▸ **Text section**
■ ■ ■ ■ ■
Megaceros Hibernicus1983

“Cooke’s art often deals with issues of nature and culture, particularly with the formation and transformation of the environment over time. The skeleton of Megaceros Hibernicus, the largest deer of the species which flourished at the end of the last ice age, was recovered from the bog-lands of Ireland. For Cooke the elk represented a powerful symbol of pre-civilised consciousness. In Cooke’s painting the elk emerges from the gloomy bog-land with its enormous antlers treated like massive antennae transmitting, as it were, a message from the past. Yielded up by the bog, the elk demonstrates the process of perpetual interchange that occurs in the cycles of nature.”

This work by Cooke, while it deals with similar themes of nature and changes in enviroment, as well as contains similar animal and decay imagey, is much darker than my own current work. This work comes across quite grusome, the backgroud is very dark, there appears to be blood on the animal and its standing up like it has somehow come back to life and continued to move.
■ ■ ■ ■ ■
▸ **Extracted information**
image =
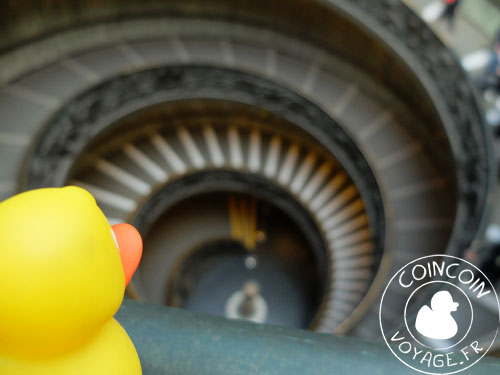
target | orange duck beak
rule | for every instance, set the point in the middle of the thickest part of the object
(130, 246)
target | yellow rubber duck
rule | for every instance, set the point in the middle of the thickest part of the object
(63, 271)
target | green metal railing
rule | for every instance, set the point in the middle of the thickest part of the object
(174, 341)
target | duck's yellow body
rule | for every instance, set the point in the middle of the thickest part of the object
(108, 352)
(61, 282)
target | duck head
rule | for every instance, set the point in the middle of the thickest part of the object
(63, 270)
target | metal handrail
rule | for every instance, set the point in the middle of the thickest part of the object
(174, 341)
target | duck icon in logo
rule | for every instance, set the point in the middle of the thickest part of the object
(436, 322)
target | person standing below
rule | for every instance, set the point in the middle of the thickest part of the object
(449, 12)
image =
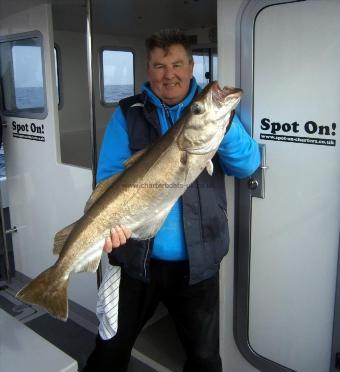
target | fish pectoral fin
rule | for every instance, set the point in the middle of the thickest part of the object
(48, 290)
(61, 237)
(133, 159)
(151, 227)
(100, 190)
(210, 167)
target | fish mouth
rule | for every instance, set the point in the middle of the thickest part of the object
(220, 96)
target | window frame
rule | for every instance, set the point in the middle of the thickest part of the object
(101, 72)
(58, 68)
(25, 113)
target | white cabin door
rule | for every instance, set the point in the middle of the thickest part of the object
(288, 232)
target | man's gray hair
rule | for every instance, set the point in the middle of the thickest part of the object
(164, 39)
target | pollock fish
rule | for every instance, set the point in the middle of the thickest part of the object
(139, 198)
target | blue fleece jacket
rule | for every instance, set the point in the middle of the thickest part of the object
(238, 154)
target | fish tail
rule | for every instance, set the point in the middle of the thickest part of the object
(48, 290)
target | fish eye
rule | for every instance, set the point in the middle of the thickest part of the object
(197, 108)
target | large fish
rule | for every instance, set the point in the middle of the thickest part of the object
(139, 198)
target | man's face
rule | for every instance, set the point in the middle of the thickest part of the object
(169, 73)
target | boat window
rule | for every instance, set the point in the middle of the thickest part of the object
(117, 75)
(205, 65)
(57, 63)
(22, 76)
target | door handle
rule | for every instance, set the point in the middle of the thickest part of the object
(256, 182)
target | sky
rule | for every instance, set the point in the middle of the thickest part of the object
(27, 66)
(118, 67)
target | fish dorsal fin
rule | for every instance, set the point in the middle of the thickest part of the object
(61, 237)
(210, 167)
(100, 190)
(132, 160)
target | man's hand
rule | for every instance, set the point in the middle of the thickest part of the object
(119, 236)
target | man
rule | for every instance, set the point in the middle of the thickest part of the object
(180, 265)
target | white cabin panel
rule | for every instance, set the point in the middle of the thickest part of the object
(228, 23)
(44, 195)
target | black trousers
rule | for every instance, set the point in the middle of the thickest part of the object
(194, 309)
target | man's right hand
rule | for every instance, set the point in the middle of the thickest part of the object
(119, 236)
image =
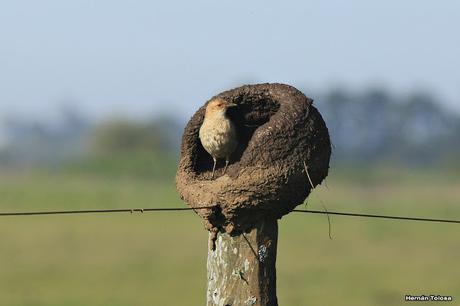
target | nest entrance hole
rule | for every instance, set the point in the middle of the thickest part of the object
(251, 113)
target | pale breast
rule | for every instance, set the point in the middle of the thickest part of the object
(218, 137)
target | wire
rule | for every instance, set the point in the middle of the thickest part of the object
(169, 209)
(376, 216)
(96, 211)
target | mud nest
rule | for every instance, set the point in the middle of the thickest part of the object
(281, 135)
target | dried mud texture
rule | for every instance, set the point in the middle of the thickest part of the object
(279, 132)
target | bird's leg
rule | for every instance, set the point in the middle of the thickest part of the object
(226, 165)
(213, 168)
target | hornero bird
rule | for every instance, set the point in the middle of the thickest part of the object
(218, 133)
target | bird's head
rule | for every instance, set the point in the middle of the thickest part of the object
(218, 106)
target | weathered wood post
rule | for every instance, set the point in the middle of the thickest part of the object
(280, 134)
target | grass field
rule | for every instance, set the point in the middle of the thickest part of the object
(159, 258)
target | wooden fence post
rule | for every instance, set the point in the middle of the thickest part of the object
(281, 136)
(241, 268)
■ ■ ■ ■ ■
▸ **Prompt**
Extend the reflection on Cooke's painting Megaceros Hibernicus, picking up after its final sentence.

▸ **Expected answer**
on the other hand, my work is much lighter, with smaller areas of darkness for contrast. It feelsquiet but not sad, the death balances or even overshaddowed by the colours used and plant growth.

we both deal in animals and decay, these elk are extinct, the animals in my work are usually dead. combining the live plants and snimal bones in my work also hints towards the exchange of life in nature and the cyles of life and decat which occurs.